**SET TASK**
Please show each line of the listing below that contains the string "coordinates". Uppercase and lowercase must match.

**SUPPLIED ENTRIES**
====
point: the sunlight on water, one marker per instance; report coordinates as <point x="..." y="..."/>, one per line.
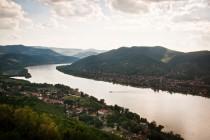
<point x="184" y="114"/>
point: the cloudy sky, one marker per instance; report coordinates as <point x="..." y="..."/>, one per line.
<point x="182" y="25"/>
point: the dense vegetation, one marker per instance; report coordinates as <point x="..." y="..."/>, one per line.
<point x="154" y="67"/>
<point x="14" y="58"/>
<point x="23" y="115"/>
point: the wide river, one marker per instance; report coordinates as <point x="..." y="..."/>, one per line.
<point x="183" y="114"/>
====
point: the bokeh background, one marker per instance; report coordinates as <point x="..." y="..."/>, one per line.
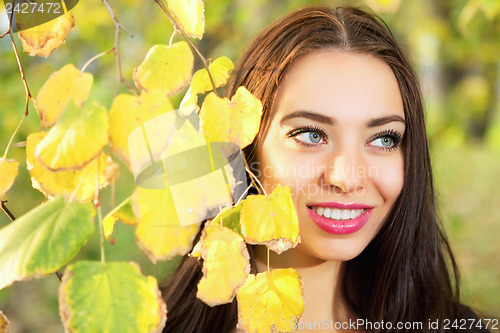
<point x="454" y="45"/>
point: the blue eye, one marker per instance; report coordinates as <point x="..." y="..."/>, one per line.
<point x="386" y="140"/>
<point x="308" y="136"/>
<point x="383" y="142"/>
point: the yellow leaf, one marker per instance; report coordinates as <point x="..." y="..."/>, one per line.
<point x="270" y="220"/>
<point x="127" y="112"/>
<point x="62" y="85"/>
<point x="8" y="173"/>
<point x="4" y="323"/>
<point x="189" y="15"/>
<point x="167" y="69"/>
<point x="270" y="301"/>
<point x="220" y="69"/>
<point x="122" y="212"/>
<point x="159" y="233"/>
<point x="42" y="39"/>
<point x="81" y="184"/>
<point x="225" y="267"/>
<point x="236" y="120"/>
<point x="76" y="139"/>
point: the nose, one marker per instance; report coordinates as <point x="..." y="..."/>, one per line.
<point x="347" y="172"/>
====
**TASK RESPONSE**
point: the sunlight on water, one marker per instance; report coordinates as <point x="..." y="..."/>, one per line.
point: the cloudy sky, one marker per instance; report coordinates as <point x="..." y="..."/>, one per line.
point: the dense vegetation, one marker per instance; report coordinates as <point x="..." y="..."/>, one per line.
point: the wide river, one marker per instance; report coordinates as <point x="..." y="..."/>, one per line.
point: the bokeh background, one marker per instance; report coordinates as <point x="..." y="..."/>, one per line.
point: the blue eye, one marker per instance; report coordinates as <point x="..." y="..."/>, one per line.
point: the yellow leaf, one marker per instance; report coordinates as <point x="..." y="..."/>, one per line.
point: the nose, one marker per instance; report coordinates as <point x="..." y="..."/>, one per line.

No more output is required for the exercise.